▽

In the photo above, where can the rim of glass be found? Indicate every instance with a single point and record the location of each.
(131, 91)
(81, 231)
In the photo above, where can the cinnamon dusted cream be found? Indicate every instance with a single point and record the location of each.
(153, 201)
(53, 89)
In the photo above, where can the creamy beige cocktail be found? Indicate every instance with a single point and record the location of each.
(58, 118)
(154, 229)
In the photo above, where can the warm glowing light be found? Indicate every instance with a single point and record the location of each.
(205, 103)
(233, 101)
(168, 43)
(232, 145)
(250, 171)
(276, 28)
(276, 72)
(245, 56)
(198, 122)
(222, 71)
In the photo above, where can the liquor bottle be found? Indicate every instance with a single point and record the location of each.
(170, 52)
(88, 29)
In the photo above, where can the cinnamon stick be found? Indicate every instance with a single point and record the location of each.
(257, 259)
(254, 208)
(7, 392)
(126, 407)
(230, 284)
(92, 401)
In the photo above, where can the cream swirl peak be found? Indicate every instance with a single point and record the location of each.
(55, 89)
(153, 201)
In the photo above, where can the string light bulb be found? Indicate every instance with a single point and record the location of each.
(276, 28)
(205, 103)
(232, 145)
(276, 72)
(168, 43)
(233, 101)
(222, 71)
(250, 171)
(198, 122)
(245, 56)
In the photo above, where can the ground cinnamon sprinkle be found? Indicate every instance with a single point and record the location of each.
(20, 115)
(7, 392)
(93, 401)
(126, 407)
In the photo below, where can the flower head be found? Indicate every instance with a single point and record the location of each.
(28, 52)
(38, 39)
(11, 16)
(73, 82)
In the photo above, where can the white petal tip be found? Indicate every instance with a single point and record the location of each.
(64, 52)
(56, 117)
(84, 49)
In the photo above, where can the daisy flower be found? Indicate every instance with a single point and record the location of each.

△

**Given instruction:** Copy word for word the material from the line containing "In the photo above, where can the white" through the end of the material, including both the first and the last line.

**Output below:**
In the photo above, where can the white petal tip be found? Indicate every instance with a single point and record the location of each.
(64, 52)
(56, 117)
(84, 49)
In the photo above, where can the daisy flower be found? Indicate every instance with a single point and record the location of each.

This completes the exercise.